→ **Liste des tâches**:
(a) Répondez à ces questions d'après le texte sur le P.O.U.M. :
(i) De quoi les staliniens ont-ils traité les poumistes ?
(ii) Qu'ont édifié les dirigeants du P.O.U.M. au lieu de mener un travail dans l'armée républicaine ?
(iii) Selon la dernière phrase, avec quoi la révolution ne s'accorde-t-elle pas ?
(b) Traduisez en anglais cette phrase du texte sur le P.O.U.M. : « Au lieu de mobiliser les masses contre les chefs réformistes, y compris les anarchistes, le P.O.U.M. cherchait à convaincre ces messieurs de l’avantage du socialisme sur le capitalisme. »

→ **Texte à lire**:
####################
1971 |
"Nous prions le lecteur de n’y point chercher ce qui ne saurait s’y trouver : ni une histoire politique de la dernière République espagnole, ni une histoire de la guerre civile. Nous avons seulement tenté de serrer au plus grès notre sujet, la révolution, c’est-à-dire la lutte des ouvriers et des paysans espagnols pour leurs droits et libertés d’abord, pour les usines et les terres, pour le pouvoir politique enfin." |
« Il n’en va guère mieux avec le P.O.U.M. Certes, il a théoriquement tenté de s’appuyer sur la formule de la révolution permanente (et c’est pour cela que les staliniens ont traité les poumistes de trotskystes), mais la révolution ne se contente pas de simples reconnaissances théoriques. Au lieu de mobiliser les masses contre les chefs réformistes, y compris les anarchistes, le P.O.U.M. cherchait à convaincre ces messieurs de l’avantage du socialisme sur le capitalisme. C’est sur ce diapason qu’étaient accordés tous les Articles et discours des leaders du P.O.U.M.
Pour ne pas se détacher des chefs anarchistes, ils n’organisèrent pas leurs propres cellules dans la C.N.T. et, en général, n’y firent aucun travail. Éludant les confits aigus, ils ne menèrent aucun travail dans l’armée républicaine. Au lieu de cela, ils édifièrent leurs « propres syndicats » et leurs « propres milices » qui défendaient leurs propres édifices ou s’occupaient de leurs propres secteurs du front. En isolant l’avant-garde révolutionnaire de la classe, le P.O.U.M. affaiblissait l’avant-garde et laissait les masses sans direction. Politiquement, le P.O.U.M. est resté incomparablement plus près des Front populaire dont il couvrait l’aile gauche, que du bolchevisme. Si le P.O.U.M. est tombé victime d’une répression sanglante et fourbe, c’est que le Front populaire ne pouvait remplir sa mission d’étouffer la révolution socialiste autrement qu’en abattant morceau par morceau son propre flanc gauche.
En dépit de ses intentions, le P.O.U.M. s’est trouvé en fin de compte, le principal obstacle sur la voie de la construction d’un parti révolutionnaire. C’est une très grande responsabilité qu’ont prise sur eux les partisans platoniques ou diplomatiques de la IVe Internationale... qui ont démonstrativement soutenu le P.O.U.M. dans son hybridité, son indécision, sa tendance à écarter les questions brûlantes, en un mot son centrisme. La révolution ne s’accorde pas avec le centrisme.
####################
→ **Lignes de données**:
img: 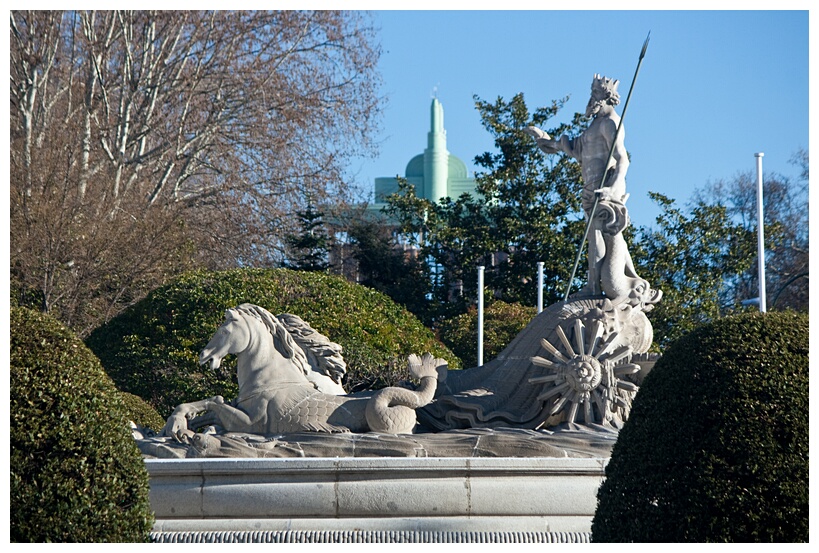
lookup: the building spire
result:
[424,97,449,202]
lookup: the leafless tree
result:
[10,11,381,329]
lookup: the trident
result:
[563,31,651,301]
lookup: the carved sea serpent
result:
[365,353,447,434]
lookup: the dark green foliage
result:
[286,203,330,271]
[628,193,756,349]
[348,217,435,326]
[438,301,537,367]
[87,269,457,416]
[9,308,153,542]
[592,312,809,542]
[120,392,165,432]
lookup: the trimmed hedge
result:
[438,300,537,367]
[120,392,165,432]
[9,308,153,542]
[86,269,458,416]
[592,312,809,542]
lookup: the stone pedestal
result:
[146,457,607,543]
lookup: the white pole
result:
[478,265,484,367]
[754,152,767,313]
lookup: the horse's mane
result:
[236,303,312,376]
[276,313,347,383]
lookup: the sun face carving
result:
[529,319,640,428]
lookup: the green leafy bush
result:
[120,392,165,432]
[438,300,537,367]
[592,312,809,542]
[86,269,457,416]
[9,308,153,542]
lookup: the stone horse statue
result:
[161,304,446,443]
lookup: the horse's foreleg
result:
[202,403,256,433]
[159,396,225,443]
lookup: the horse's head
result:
[199,309,251,369]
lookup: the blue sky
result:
[352,8,809,226]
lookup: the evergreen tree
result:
[387,94,583,315]
[286,202,330,272]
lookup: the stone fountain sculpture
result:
[420,75,662,430]
[140,75,662,457]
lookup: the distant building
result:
[368,98,476,211]
[330,98,477,296]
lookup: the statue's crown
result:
[592,73,620,96]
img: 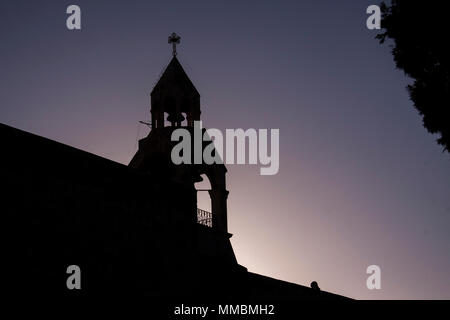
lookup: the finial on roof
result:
[168,32,181,57]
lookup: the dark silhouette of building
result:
[0,38,348,301]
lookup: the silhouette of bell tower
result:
[129,33,231,235]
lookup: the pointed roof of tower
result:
[151,56,200,96]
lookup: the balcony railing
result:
[197,208,213,228]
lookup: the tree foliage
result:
[377,0,450,152]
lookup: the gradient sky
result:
[0,0,450,299]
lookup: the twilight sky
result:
[0,0,450,299]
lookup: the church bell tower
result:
[129,33,231,238]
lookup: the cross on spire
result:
[168,32,181,57]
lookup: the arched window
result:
[195,174,212,212]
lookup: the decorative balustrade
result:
[197,208,213,228]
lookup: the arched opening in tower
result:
[195,174,212,212]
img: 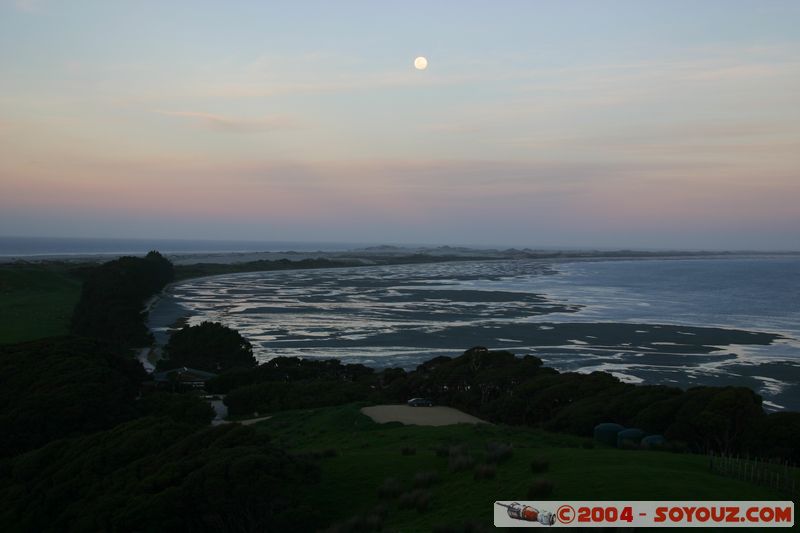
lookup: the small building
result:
[641,435,667,449]
[594,422,625,446]
[617,428,647,448]
[153,366,217,389]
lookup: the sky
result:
[0,0,800,250]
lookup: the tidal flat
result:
[150,258,800,409]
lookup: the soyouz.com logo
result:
[494,501,794,527]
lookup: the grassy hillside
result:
[256,404,785,531]
[0,264,81,344]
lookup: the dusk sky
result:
[0,0,800,250]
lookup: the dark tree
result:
[164,322,256,372]
[72,251,173,346]
[0,337,146,457]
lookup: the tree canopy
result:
[0,337,146,457]
[164,322,256,372]
[72,251,174,346]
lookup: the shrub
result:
[435,446,450,457]
[397,489,431,513]
[414,472,439,488]
[486,442,514,463]
[528,478,555,500]
[531,457,550,474]
[472,464,497,480]
[378,477,403,499]
[448,454,475,472]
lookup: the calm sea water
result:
[150,257,800,409]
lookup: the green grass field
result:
[255,405,786,532]
[0,264,81,344]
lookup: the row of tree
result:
[208,347,800,462]
[71,251,174,346]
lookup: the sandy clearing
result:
[361,405,487,426]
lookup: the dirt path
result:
[361,405,487,426]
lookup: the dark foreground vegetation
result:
[208,348,800,462]
[0,263,81,344]
[71,252,174,346]
[0,252,800,533]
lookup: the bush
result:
[486,442,514,463]
[397,490,431,513]
[378,477,403,500]
[414,472,440,489]
[531,457,550,474]
[448,454,475,472]
[528,478,555,500]
[472,464,497,480]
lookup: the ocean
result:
[150,257,800,410]
[0,237,364,258]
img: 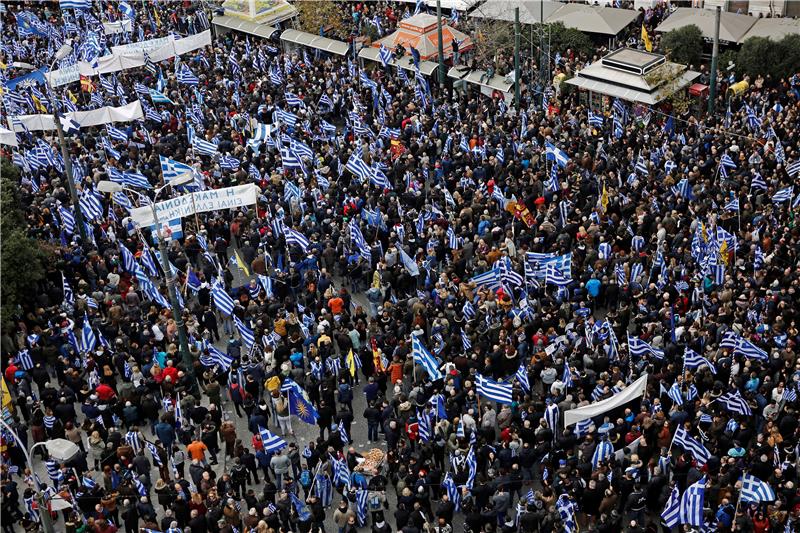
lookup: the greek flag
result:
[717,390,753,416]
[661,485,681,529]
[178,63,200,85]
[122,171,153,189]
[338,420,351,446]
[470,268,501,291]
[106,124,128,142]
[125,431,142,453]
[202,344,233,368]
[16,350,33,370]
[556,494,578,533]
[211,280,235,316]
[219,155,241,171]
[380,44,392,66]
[734,337,769,361]
[678,476,706,526]
[411,335,442,381]
[772,186,794,204]
[667,381,683,405]
[683,347,717,374]
[331,457,350,487]
[81,313,97,353]
[345,152,372,182]
[561,359,573,389]
[739,474,775,503]
[672,427,711,466]
[442,472,461,511]
[233,315,256,346]
[78,191,103,220]
[573,418,592,438]
[192,135,218,157]
[58,115,81,135]
[258,426,287,452]
[475,373,512,404]
[592,439,614,470]
[544,400,561,439]
[417,410,431,442]
[628,335,664,359]
[544,263,572,287]
[782,387,797,402]
[283,91,306,107]
[514,362,531,393]
[786,159,800,178]
[545,141,569,167]
[283,227,311,253]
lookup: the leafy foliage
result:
[550,22,595,57]
[294,0,349,39]
[0,160,49,323]
[736,35,800,79]
[661,24,703,68]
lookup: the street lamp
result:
[97,177,197,392]
[0,419,81,533]
[44,39,87,241]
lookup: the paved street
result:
[18,282,416,532]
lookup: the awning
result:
[211,15,278,39]
[358,47,439,76]
[469,0,562,24]
[281,29,350,56]
[400,0,481,11]
[0,126,19,146]
[740,18,800,42]
[469,0,639,35]
[447,66,514,93]
[547,4,639,36]
[565,69,700,105]
[656,7,756,43]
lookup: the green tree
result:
[736,37,778,77]
[550,22,595,57]
[661,24,703,68]
[294,0,349,39]
[768,34,800,78]
[0,160,50,324]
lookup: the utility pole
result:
[514,6,522,113]
[708,6,722,114]
[150,201,197,394]
[45,83,88,245]
[436,0,446,90]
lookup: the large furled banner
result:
[131,183,259,226]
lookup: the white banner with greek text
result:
[131,183,259,227]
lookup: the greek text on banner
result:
[131,183,259,226]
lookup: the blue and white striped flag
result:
[672,427,711,466]
[475,373,513,404]
[258,426,288,452]
[411,335,442,381]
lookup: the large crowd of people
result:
[0,2,800,533]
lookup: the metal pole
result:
[150,201,197,394]
[436,0,445,89]
[514,7,521,113]
[45,80,87,244]
[708,6,722,113]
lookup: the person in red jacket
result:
[94,383,117,402]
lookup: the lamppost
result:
[97,177,197,392]
[0,419,81,533]
[44,40,87,244]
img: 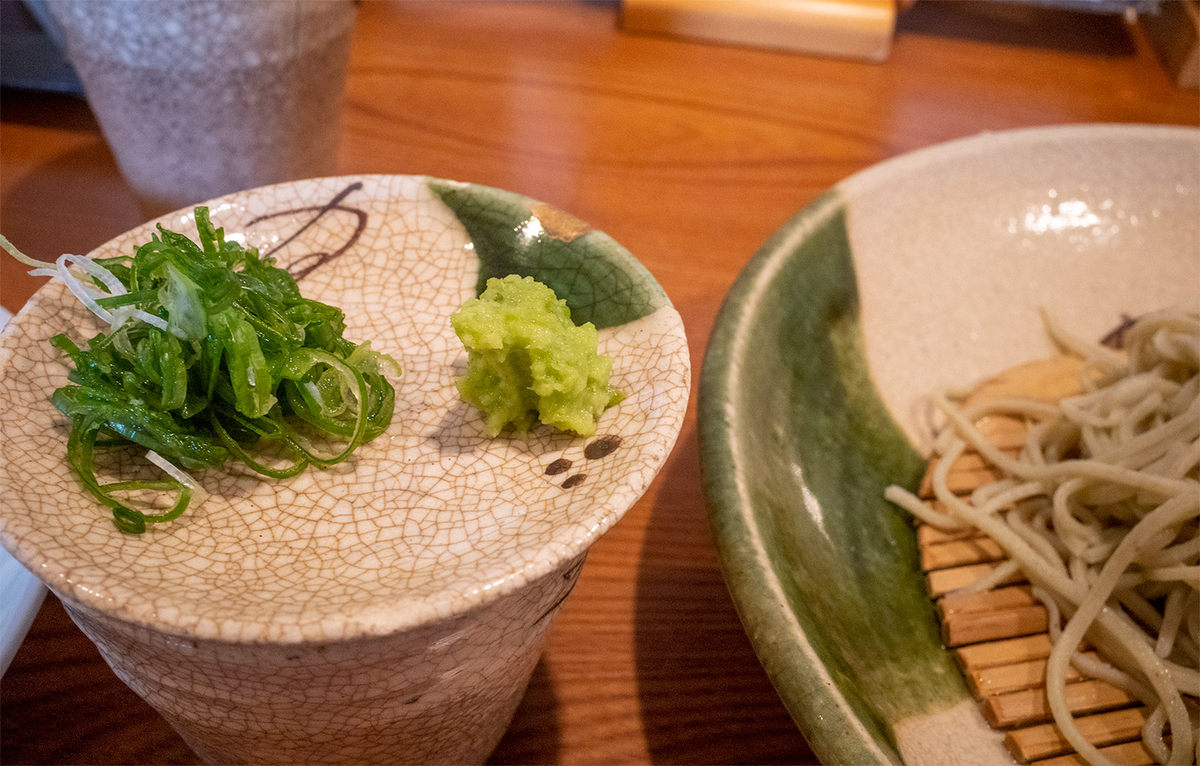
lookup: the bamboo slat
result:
[917,361,1154,766]
[1004,707,1146,762]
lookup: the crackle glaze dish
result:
[0,176,690,762]
[700,125,1200,766]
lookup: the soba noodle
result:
[887,309,1200,765]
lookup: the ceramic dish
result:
[0,306,46,676]
[700,126,1200,765]
[0,176,689,641]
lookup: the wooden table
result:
[0,1,1200,764]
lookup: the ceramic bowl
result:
[700,126,1200,765]
[0,176,690,762]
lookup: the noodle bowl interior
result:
[887,309,1200,764]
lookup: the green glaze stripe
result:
[430,180,670,329]
[700,192,966,762]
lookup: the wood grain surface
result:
[0,0,1200,764]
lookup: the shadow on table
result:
[635,430,817,764]
[0,596,200,764]
[896,0,1136,56]
[487,660,560,764]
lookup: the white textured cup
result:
[0,175,690,764]
[49,0,355,214]
[64,555,583,764]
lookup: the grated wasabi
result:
[450,274,624,437]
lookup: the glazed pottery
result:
[0,176,690,764]
[700,126,1200,765]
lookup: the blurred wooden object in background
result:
[1138,0,1200,88]
[622,0,896,61]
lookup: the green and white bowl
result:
[700,125,1200,766]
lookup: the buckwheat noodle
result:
[887,309,1200,765]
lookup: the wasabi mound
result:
[450,274,624,437]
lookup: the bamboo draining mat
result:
[917,357,1156,766]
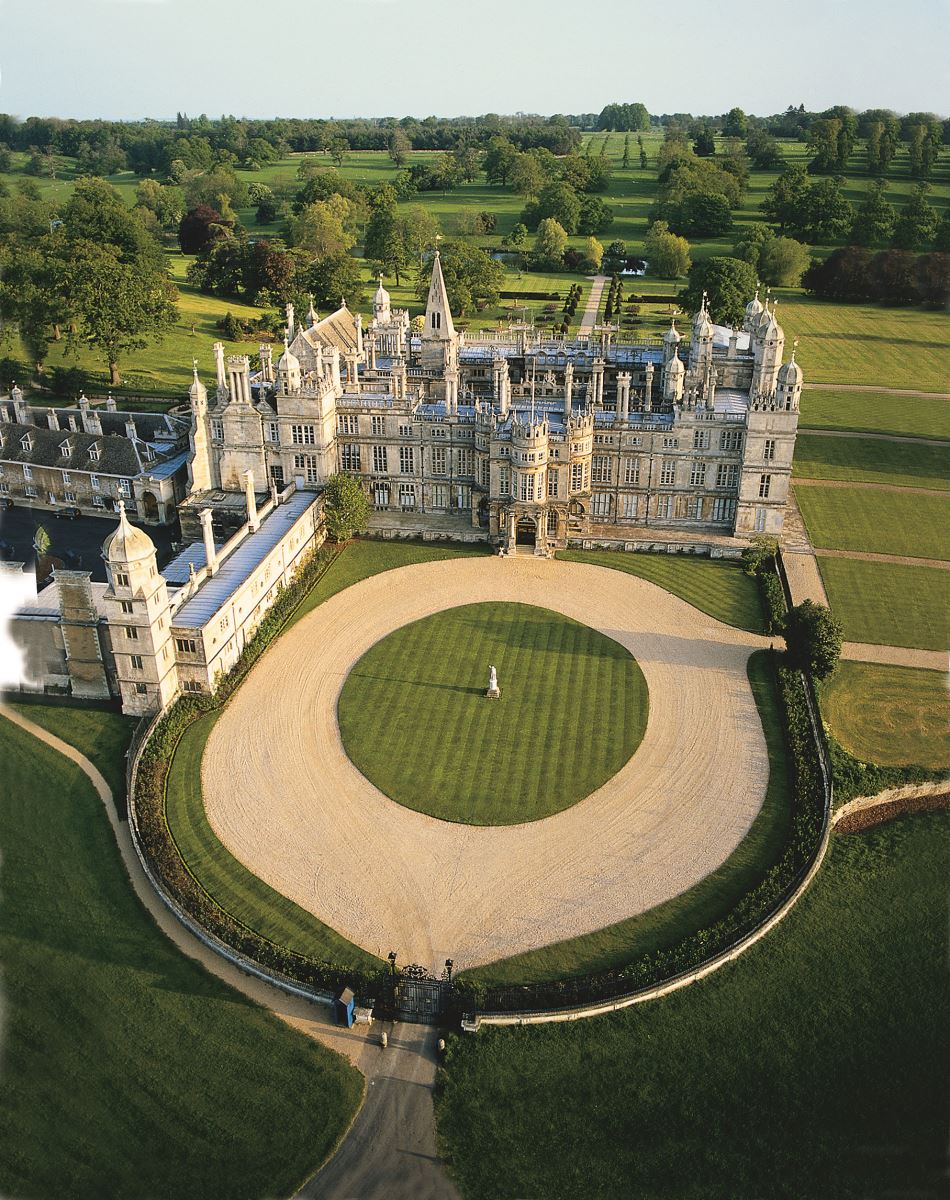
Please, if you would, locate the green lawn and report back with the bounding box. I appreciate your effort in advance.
[818,554,950,650]
[338,602,649,826]
[795,388,950,441]
[10,703,137,816]
[166,709,380,971]
[0,708,362,1200]
[778,289,950,391]
[793,434,950,491]
[166,541,487,971]
[822,662,950,770]
[437,812,950,1200]
[465,650,790,986]
[795,487,950,559]
[557,550,765,634]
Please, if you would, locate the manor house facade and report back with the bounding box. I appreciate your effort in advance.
[182,253,802,553]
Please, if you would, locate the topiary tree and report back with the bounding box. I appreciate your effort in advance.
####################
→ **Réponses attendues**:
(a)
(i) De trotskystes.
(ii) Leurs « propres syndicats » et leurs « propres milices ».
(iii) Avec le centrisme.

(b) Instead of mobilizing the masses against the reformist leaders, including the anarchists, the P.O.U.M. sought to convince these gentlemen of the advantage of socialism over capitalism.